YOUR TASK
If an entry holds a picture, leave that picture out; copy everything else exactly.

DATA RECORDS
=-=-=-=-=
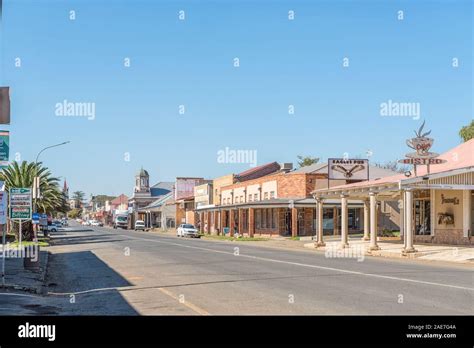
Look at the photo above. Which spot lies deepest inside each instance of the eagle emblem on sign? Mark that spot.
(348, 173)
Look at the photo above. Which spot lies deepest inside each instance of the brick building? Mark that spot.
(278, 204)
(435, 206)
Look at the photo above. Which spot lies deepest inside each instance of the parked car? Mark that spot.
(187, 230)
(53, 227)
(139, 225)
(94, 223)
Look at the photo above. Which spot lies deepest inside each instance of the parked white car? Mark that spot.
(53, 228)
(139, 225)
(187, 230)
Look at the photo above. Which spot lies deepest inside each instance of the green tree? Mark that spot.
(304, 161)
(467, 132)
(22, 175)
(78, 197)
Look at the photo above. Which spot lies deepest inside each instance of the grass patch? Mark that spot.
(240, 239)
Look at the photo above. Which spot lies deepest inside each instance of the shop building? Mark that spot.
(280, 204)
(435, 202)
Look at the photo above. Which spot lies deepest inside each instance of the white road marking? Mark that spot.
(185, 303)
(307, 265)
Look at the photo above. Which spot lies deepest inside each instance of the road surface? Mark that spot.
(104, 271)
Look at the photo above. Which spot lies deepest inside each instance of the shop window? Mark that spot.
(422, 216)
(275, 218)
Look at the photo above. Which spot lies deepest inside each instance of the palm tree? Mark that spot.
(22, 175)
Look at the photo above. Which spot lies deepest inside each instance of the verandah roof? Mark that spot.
(459, 161)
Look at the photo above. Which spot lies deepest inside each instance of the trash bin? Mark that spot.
(31, 261)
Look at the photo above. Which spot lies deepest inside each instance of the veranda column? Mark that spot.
(409, 222)
(240, 227)
(208, 223)
(319, 206)
(294, 222)
(251, 222)
(223, 213)
(344, 222)
(373, 222)
(201, 222)
(231, 222)
(366, 221)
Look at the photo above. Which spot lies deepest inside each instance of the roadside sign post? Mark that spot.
(3, 221)
(20, 206)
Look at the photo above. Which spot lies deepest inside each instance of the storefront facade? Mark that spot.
(436, 205)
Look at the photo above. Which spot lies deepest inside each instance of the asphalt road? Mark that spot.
(105, 271)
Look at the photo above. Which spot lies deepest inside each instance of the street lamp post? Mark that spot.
(36, 183)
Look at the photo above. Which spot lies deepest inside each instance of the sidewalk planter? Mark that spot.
(32, 262)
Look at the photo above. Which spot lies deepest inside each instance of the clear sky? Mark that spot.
(282, 62)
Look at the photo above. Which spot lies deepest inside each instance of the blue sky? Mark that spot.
(190, 62)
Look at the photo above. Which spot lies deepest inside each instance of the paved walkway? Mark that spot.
(392, 249)
(433, 252)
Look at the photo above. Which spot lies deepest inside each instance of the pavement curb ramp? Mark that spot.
(37, 289)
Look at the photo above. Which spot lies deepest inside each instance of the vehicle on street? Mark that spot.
(121, 219)
(139, 225)
(53, 227)
(187, 230)
(95, 223)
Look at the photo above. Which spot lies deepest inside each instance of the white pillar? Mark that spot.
(401, 205)
(373, 222)
(344, 222)
(319, 207)
(466, 212)
(366, 221)
(409, 222)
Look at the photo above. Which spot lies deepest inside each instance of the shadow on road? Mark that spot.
(85, 285)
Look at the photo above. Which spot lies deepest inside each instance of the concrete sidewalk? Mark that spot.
(391, 249)
(18, 278)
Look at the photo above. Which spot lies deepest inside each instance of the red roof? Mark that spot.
(257, 172)
(461, 156)
(119, 200)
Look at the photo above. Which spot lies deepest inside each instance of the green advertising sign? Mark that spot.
(4, 148)
(20, 203)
=-=-=-=-=
RESULT
Look at the photo above. Which spot lies deepest inside each instance of the eagle emblem on sign? Mark that spot.
(348, 173)
Look at the photo above. Which spot lies deepest inside each instance of the brick building? Mark that spot.
(278, 204)
(435, 206)
Look at the photo above. Which spot lies deepest inside each instance of the parked car? Mark that spot.
(187, 230)
(53, 227)
(139, 225)
(94, 223)
Look at the photo above. Which spot lies deepest inside each instance of the parked white car? Mark that spot.
(53, 228)
(139, 225)
(187, 230)
Look at the photo above. Which spot lies deepest inside each instance of the green tree? Mark that spot.
(304, 161)
(467, 132)
(22, 175)
(78, 197)
Look at the photo above. Which spot lies deepest inside each instance of the grass patch? Mark that spot.
(240, 239)
Look at the photo above. Which spot lies deepest inside each instance of the shop building? Mark that spot.
(280, 204)
(435, 202)
Look at the photo above. Which spot lies deepest inside each instance of the white road marking? Mark that spot.
(185, 303)
(307, 265)
Look at the photo above. Which spot lies deepest inside each instance of the road surface? Mark that spot.
(104, 271)
Look at the photo above. Which spot lies deepest inside each instance of the shop window? Mark that spot.
(422, 216)
(275, 218)
Look at the photo above. Which spot lies deepest inside each instance of the palm tree? Mark that spot.
(22, 175)
Look at the photo above. Which spot lies deepest inside each instance of the verandah roof? Mark that spot.
(459, 161)
Look at the photo above. Which spot lies deepest inside each instance of the trash bin? Mark that spot.
(31, 261)
Look at the photo above. Which spot lies deepest inside each instance of the veranda column? Mark that spot.
(409, 222)
(240, 227)
(208, 223)
(319, 206)
(294, 222)
(251, 222)
(223, 213)
(344, 222)
(373, 222)
(201, 222)
(231, 222)
(366, 221)
Look at the photo above. Which spot lies deepest inside each instance of the roadside sign post? Mark that spot.
(3, 221)
(20, 206)
Look at the photo above. Which spot lies deepest inside each instance of the storefront facade? Mark that spot.
(436, 205)
Look at the photo above. Which spot lies deepest inside each instance of the asphalt road? Mark that spot.
(105, 271)
Look at the photo above. Which spot lies deepest inside each instance of the street lamp post? Mark that spot.
(36, 183)
Look at the photo above. Which spot lies deepest inside each instance of the sidewalk planter? Mark that spot.
(32, 262)
Look at the photo above. Which spot lies deepest inside each instance of the clear sky? Mark that spot.
(282, 62)
Look at the photo above. Which spot lies deepest inside each instance of the blue sky? Mark that spot.
(190, 62)
Look at the photo above. Which spot lies deepest inside each instance of the paved walkway? Mark that spot.
(392, 249)
(433, 252)
Look at the photo above. Which spot lies deepest inside each instance of the pavement curb ramp? Mark that spot.
(37, 289)
Look at the photo above. Which spot lies deepest inside each instance of the vehicle on street? Mark that spot.
(121, 219)
(139, 225)
(53, 227)
(187, 230)
(95, 223)
Look at the photo above. Which spot lies deepest inside each instance of the white pillar? Mark that spot.
(401, 205)
(373, 222)
(344, 222)
(319, 207)
(466, 212)
(366, 221)
(409, 222)
Look at the photo above. Which spot lies deepest inside each instance of the shadow on road? Mark that spot.
(85, 285)
Look at the photo above. Which spot lies deepest inside each instance of the concrete sidewalk? Mark that spot.
(391, 249)
(18, 278)
Look at the photo above. Which spot lies deepest inside each instance of the red roof? Mark that spot.
(257, 172)
(461, 156)
(119, 200)
Look at the photo above. Which spot lies deepest inside each instance of the green advertising sign? Mark that spot.
(4, 148)
(20, 203)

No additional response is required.